Restate verbatim the span of lines below between the line with "Query: white window frame" and the line with "on the upper", including those two lines, and only that span.

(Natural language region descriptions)

········

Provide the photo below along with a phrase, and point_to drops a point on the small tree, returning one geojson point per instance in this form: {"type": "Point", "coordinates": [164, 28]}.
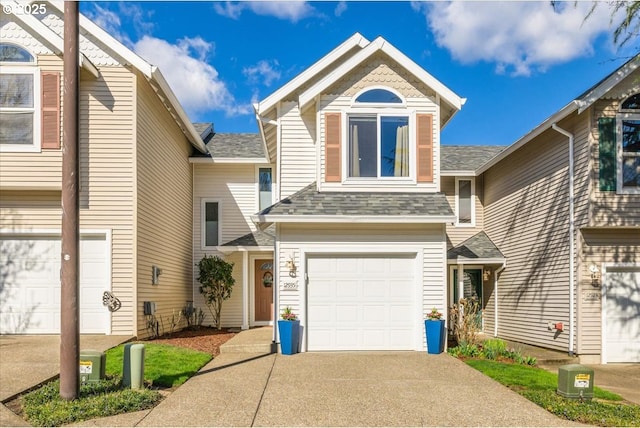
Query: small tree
{"type": "Point", "coordinates": [217, 282]}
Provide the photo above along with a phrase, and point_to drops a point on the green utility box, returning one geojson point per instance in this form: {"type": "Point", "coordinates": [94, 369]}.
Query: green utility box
{"type": "Point", "coordinates": [575, 381]}
{"type": "Point", "coordinates": [92, 365]}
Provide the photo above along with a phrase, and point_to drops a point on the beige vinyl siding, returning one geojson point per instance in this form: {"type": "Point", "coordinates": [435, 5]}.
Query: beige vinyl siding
{"type": "Point", "coordinates": [599, 246]}
{"type": "Point", "coordinates": [609, 208]}
{"type": "Point", "coordinates": [455, 234]}
{"type": "Point", "coordinates": [526, 215]}
{"type": "Point", "coordinates": [36, 170]}
{"type": "Point", "coordinates": [163, 213]}
{"type": "Point", "coordinates": [235, 188]}
{"type": "Point", "coordinates": [370, 238]}
{"type": "Point", "coordinates": [298, 149]}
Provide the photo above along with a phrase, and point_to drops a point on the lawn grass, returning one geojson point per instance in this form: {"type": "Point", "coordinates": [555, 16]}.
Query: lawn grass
{"type": "Point", "coordinates": [164, 365]}
{"type": "Point", "coordinates": [539, 386]}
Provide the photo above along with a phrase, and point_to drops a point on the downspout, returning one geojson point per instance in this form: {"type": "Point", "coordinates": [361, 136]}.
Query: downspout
{"type": "Point", "coordinates": [495, 297]}
{"type": "Point", "coordinates": [571, 238]}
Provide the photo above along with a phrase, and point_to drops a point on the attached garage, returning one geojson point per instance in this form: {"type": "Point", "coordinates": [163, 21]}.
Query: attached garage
{"type": "Point", "coordinates": [622, 314]}
{"type": "Point", "coordinates": [362, 302]}
{"type": "Point", "coordinates": [30, 293]}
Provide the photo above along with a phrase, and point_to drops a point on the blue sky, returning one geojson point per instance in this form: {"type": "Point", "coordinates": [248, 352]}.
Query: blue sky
{"type": "Point", "coordinates": [515, 62]}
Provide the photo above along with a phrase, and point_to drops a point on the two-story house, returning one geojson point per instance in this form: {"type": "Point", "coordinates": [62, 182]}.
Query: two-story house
{"type": "Point", "coordinates": [136, 183]}
{"type": "Point", "coordinates": [374, 221]}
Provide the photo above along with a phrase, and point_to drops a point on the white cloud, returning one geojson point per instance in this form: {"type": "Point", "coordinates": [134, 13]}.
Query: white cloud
{"type": "Point", "coordinates": [292, 10]}
{"type": "Point", "coordinates": [264, 71]}
{"type": "Point", "coordinates": [195, 82]}
{"type": "Point", "coordinates": [519, 37]}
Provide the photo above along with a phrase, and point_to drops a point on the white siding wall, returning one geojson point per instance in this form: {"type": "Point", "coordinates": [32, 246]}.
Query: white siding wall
{"type": "Point", "coordinates": [298, 150]}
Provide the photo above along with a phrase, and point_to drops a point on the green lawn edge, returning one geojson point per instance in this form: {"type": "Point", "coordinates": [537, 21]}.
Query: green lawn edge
{"type": "Point", "coordinates": [539, 386]}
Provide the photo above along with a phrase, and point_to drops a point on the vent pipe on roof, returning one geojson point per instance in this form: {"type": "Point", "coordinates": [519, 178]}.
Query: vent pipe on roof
{"type": "Point", "coordinates": [571, 239]}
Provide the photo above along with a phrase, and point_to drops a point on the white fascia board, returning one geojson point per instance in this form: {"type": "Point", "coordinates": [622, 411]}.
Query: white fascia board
{"type": "Point", "coordinates": [609, 83]}
{"type": "Point", "coordinates": [229, 160]}
{"type": "Point", "coordinates": [356, 40]}
{"type": "Point", "coordinates": [459, 173]}
{"type": "Point", "coordinates": [479, 261]}
{"type": "Point", "coordinates": [351, 219]}
{"type": "Point", "coordinates": [50, 36]}
{"type": "Point", "coordinates": [187, 127]}
{"type": "Point", "coordinates": [564, 112]}
{"type": "Point", "coordinates": [380, 44]}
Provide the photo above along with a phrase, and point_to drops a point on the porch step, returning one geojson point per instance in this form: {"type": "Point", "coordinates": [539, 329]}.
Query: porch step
{"type": "Point", "coordinates": [253, 341]}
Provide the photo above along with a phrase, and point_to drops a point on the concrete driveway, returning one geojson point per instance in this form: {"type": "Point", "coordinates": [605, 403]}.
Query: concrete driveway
{"type": "Point", "coordinates": [342, 389]}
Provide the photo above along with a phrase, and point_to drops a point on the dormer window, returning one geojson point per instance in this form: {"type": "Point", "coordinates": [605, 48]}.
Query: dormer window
{"type": "Point", "coordinates": [628, 146]}
{"type": "Point", "coordinates": [29, 103]}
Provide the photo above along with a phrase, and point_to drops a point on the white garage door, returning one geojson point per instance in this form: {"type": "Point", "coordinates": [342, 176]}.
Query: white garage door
{"type": "Point", "coordinates": [622, 316]}
{"type": "Point", "coordinates": [361, 303]}
{"type": "Point", "coordinates": [30, 293]}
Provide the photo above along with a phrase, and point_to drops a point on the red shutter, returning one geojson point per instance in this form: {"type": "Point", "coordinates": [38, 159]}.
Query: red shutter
{"type": "Point", "coordinates": [332, 152]}
{"type": "Point", "coordinates": [50, 110]}
{"type": "Point", "coordinates": [424, 151]}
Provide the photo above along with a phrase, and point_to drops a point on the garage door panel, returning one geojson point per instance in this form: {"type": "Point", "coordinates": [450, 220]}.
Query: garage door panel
{"type": "Point", "coordinates": [31, 298]}
{"type": "Point", "coordinates": [360, 303]}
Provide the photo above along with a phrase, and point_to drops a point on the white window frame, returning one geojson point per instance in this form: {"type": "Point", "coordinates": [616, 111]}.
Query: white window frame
{"type": "Point", "coordinates": [620, 188]}
{"type": "Point", "coordinates": [257, 181]}
{"type": "Point", "coordinates": [203, 223]}
{"type": "Point", "coordinates": [21, 68]}
{"type": "Point", "coordinates": [473, 204]}
{"type": "Point", "coordinates": [379, 112]}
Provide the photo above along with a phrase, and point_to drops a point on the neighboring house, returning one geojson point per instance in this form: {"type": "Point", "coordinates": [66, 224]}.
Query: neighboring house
{"type": "Point", "coordinates": [375, 221]}
{"type": "Point", "coordinates": [136, 184]}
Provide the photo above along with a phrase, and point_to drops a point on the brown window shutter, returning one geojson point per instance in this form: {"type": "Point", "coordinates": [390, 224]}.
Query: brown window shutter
{"type": "Point", "coordinates": [424, 151]}
{"type": "Point", "coordinates": [332, 158]}
{"type": "Point", "coordinates": [50, 110]}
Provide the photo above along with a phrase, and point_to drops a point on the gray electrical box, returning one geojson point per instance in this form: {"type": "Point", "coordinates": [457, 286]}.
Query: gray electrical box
{"type": "Point", "coordinates": [575, 381]}
{"type": "Point", "coordinates": [92, 365]}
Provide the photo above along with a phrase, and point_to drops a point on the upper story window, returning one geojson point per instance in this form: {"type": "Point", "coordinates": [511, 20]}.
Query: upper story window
{"type": "Point", "coordinates": [29, 103]}
{"type": "Point", "coordinates": [210, 223]}
{"type": "Point", "coordinates": [265, 184]}
{"type": "Point", "coordinates": [628, 146]}
{"type": "Point", "coordinates": [465, 207]}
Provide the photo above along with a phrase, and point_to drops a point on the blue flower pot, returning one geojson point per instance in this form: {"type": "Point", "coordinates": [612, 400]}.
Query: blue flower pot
{"type": "Point", "coordinates": [436, 336]}
{"type": "Point", "coordinates": [289, 336]}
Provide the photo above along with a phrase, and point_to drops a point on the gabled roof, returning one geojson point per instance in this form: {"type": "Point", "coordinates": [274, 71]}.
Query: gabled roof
{"type": "Point", "coordinates": [151, 72]}
{"type": "Point", "coordinates": [579, 105]}
{"type": "Point", "coordinates": [477, 249]}
{"type": "Point", "coordinates": [380, 45]}
{"type": "Point", "coordinates": [464, 160]}
{"type": "Point", "coordinates": [356, 40]}
{"type": "Point", "coordinates": [310, 205]}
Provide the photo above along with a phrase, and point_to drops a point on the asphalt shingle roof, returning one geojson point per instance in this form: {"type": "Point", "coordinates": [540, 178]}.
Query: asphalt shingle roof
{"type": "Point", "coordinates": [466, 158]}
{"type": "Point", "coordinates": [479, 246]}
{"type": "Point", "coordinates": [236, 146]}
{"type": "Point", "coordinates": [310, 202]}
{"type": "Point", "coordinates": [259, 238]}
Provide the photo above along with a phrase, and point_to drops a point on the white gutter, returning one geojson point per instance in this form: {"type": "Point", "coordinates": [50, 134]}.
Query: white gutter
{"type": "Point", "coordinates": [495, 297]}
{"type": "Point", "coordinates": [571, 237]}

········

WRITTEN ANSWER >>
Query: white window frame
{"type": "Point", "coordinates": [620, 188]}
{"type": "Point", "coordinates": [257, 181]}
{"type": "Point", "coordinates": [203, 223]}
{"type": "Point", "coordinates": [21, 68]}
{"type": "Point", "coordinates": [473, 204]}
{"type": "Point", "coordinates": [379, 112]}
Provide the photo above along with a phrase, and point_to drops a point on the neighboring house, returning one geojson point per instance in this form: {"type": "Point", "coordinates": [66, 224]}.
Query: neighboring house
{"type": "Point", "coordinates": [375, 221]}
{"type": "Point", "coordinates": [136, 184]}
Provide the photo above along with a phrase, and point_to drops a point on the brown window shutter, returning one geojson point per instance in this form: {"type": "Point", "coordinates": [390, 224]}.
Query: brown window shutter
{"type": "Point", "coordinates": [424, 151]}
{"type": "Point", "coordinates": [332, 158]}
{"type": "Point", "coordinates": [50, 110]}
Provide the photo above along with a phrase, and point_to drops a point on the gray electrical box, returning one geojson point per instance in this form: {"type": "Point", "coordinates": [457, 286]}.
Query: gray electrical box
{"type": "Point", "coordinates": [575, 381]}
{"type": "Point", "coordinates": [92, 365]}
Provide the photo above along with a phrase, and point_to drops a point on the upper story window, returning one geojson point per instance in this form: {"type": "Point", "coordinates": [511, 20]}.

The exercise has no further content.